The records below must be output exactly, without pictures.

[Material provided start]

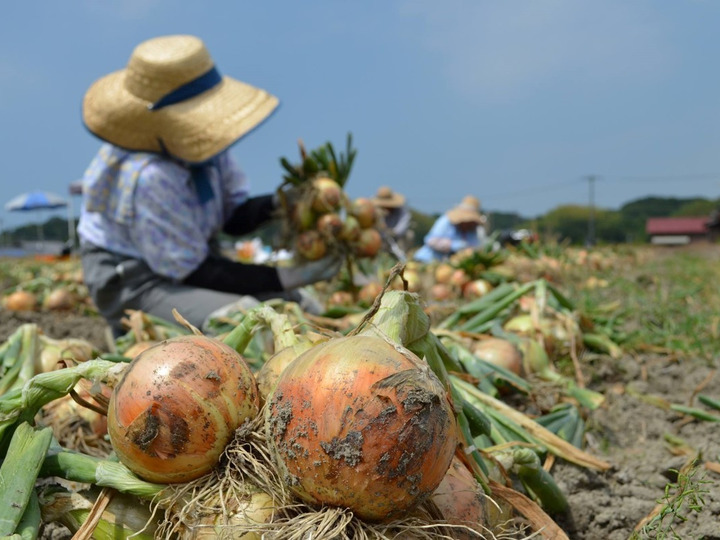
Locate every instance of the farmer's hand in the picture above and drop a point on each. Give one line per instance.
(286, 197)
(312, 272)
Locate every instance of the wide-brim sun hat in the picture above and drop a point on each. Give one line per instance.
(468, 211)
(171, 99)
(387, 198)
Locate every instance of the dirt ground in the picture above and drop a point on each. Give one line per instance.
(627, 431)
(631, 434)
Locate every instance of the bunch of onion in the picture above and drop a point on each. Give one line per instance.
(177, 406)
(362, 423)
(20, 301)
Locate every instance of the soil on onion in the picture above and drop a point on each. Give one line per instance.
(627, 431)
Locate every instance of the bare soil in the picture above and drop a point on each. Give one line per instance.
(627, 431)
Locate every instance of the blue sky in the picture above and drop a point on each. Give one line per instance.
(516, 102)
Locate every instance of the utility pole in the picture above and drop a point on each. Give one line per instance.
(591, 215)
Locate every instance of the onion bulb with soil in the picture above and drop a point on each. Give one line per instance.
(177, 406)
(360, 423)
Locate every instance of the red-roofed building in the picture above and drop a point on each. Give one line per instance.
(678, 230)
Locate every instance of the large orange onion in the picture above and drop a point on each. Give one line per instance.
(359, 423)
(178, 405)
(461, 501)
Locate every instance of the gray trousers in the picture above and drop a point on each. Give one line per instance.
(117, 283)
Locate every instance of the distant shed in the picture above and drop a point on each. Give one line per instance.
(677, 230)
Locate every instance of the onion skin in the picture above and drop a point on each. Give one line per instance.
(177, 406)
(270, 371)
(359, 423)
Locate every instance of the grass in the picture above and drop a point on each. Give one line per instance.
(657, 300)
(680, 497)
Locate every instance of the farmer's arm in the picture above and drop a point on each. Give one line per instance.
(243, 214)
(172, 238)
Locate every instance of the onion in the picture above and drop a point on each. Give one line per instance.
(360, 423)
(303, 215)
(310, 245)
(459, 278)
(177, 406)
(368, 244)
(500, 352)
(329, 225)
(443, 272)
(364, 211)
(351, 229)
(440, 292)
(20, 301)
(327, 196)
(461, 501)
(368, 293)
(136, 348)
(60, 299)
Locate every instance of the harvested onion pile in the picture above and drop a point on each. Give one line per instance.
(318, 217)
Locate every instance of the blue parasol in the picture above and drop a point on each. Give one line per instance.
(35, 200)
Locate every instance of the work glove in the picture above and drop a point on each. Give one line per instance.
(323, 269)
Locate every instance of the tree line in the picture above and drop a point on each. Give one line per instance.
(567, 223)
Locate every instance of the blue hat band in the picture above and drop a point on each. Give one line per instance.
(189, 90)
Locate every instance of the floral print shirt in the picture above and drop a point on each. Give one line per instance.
(148, 207)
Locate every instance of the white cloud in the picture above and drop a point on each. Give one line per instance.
(507, 50)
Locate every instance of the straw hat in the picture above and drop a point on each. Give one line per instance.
(387, 198)
(170, 98)
(468, 211)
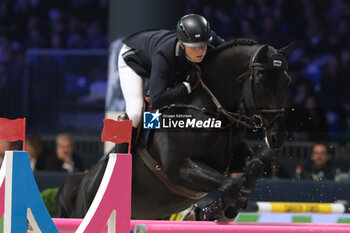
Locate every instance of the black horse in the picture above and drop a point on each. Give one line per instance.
(186, 164)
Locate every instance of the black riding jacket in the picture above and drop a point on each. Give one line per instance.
(159, 56)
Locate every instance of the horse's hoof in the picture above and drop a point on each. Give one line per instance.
(211, 212)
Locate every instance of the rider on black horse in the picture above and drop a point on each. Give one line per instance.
(168, 58)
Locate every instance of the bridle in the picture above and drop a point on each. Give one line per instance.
(254, 122)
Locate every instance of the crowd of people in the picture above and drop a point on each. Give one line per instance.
(63, 159)
(38, 24)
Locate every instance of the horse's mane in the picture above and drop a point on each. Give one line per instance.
(235, 42)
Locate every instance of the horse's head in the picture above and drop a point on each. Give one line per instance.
(264, 90)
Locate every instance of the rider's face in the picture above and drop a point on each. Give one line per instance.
(195, 54)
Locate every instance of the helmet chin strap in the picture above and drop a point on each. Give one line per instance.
(187, 57)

[Material provided end]

◆ Complete response:
Locate every instance of the farmer's hand in the picture above and drop a point on each. Give one line per instance.
(286, 197)
(312, 272)
Locate every instance of the wide-brim sun hat in the picture above and drop a point on each. Give one line per instance.
(468, 211)
(171, 99)
(387, 198)
Locate every instance of the dirt ground in the picture above and drop a point on each. Give one line per instance.
(627, 431)
(631, 434)
Locate every instance of the bunch of onion in the picture above and drop a point on each. Give one line per instance.
(177, 406)
(362, 423)
(20, 301)
Locate every instance of the soil on onion in the picture above and drop a point on each. Give one line per instance.
(627, 431)
Locate every instance of the bare soil in the picture above and drop a point on each. Give one line per instance.
(627, 431)
Locate every instance of the blue sky in the picture above and drop a point on each. Give one line per instance.
(516, 102)
Locate every instance of the utility pole in the picture above and drop a point on each. Give one line per instance.
(591, 215)
Locate every instance of the onion bulb with soil in the picture above and drop a point on each. Give one line per instance.
(177, 406)
(360, 423)
Locate every instance of the red-roofed building in the picture above and drop a point on each. Give one line per instance.
(678, 230)
Locate every instance of the large orange onion in the picture above and drop a point on each. Give one line per instance.
(359, 423)
(178, 405)
(461, 501)
Locate every instance of the gray trousers in the picture above and drop a point on each. Give one line per instance.
(117, 283)
Locate every instance of the distant shed in the picture above and drop a point on each. Give one line per instance.
(677, 230)
Locate every instance of the onion skin in the picture above and drop a point on each. Give one line per instance.
(177, 406)
(270, 371)
(359, 423)
Locate every instance of the grass in the picture above and drop a point on each. Give one line per instance.
(657, 300)
(680, 497)
Locate every instance of the farmer's arm in the picture above and drop a point on each. Give one line per instance.
(243, 214)
(172, 238)
Locate every instance of the onion in the picture above and drop a point on each. Give one line per instance.
(360, 423)
(303, 215)
(310, 245)
(459, 278)
(177, 406)
(368, 244)
(500, 352)
(329, 225)
(443, 272)
(364, 211)
(351, 229)
(440, 292)
(20, 301)
(327, 196)
(461, 501)
(368, 293)
(136, 348)
(60, 299)
Locate every instance of the harvested onion pile in the picture above and drop a point on each. Give one line per instance.
(318, 217)
Locate every instance of the blue parasol in the picture above and drop a point on each. Give one line per instance.
(35, 200)
Locate every instance of the work glove in the picture above and drop a point on each. Give one line per instance.
(323, 269)
Locate every instance of the tree line in the picture above and drop a point on each. Give one line per instance.
(567, 223)
Locate every instance of the blue hat band in the picture above and drop a point on each. Give one line per instance.
(189, 90)
Locate every instance of the floral print shirt in the picture above and drop a point on each. Give one line per instance.
(148, 207)
Locate every instance of the white cloud in the picture above and drop a point on each. Give one line per instance.
(507, 50)
Locate every instance of the straw hat in the picture above and drop a point on each. Give one line per instance.
(387, 198)
(170, 98)
(468, 211)
Locate every instance of the black horse in the picture above and drop a point on each. Give one line per instance.
(186, 164)
Locate every instance of the black riding jacket in the picture above and drop a point on each. Give one line per instance.
(159, 56)
Locate every instance of the horse's hoof in the picture above and drop a point on each. Give one line per instance.
(211, 212)
Locate every instance of the rider on black horse in the picture above and drop a point on each. Give one line per instance.
(168, 58)
Locate every instance of the bridle in the picture above and drop a point on each. Give one line per instance.
(254, 122)
Locate every instance of the crowd of people in the picture above and drop a point on each. Give one line per instance.
(63, 159)
(38, 24)
Locate every instance of the horse's mane in the picture above and drop a point on each. Give one line per instance.
(235, 42)
Locate every instance of the horse's head in the picture above and drop a point on each. Give one line per instance.
(264, 90)
Locate every instance of the rider's face in the picture above and drop a point on each. Give one line per instance.
(195, 54)
Locate every instance of the helmet chin strap in the picture above and drop a point on each. Give one line per instance.
(187, 57)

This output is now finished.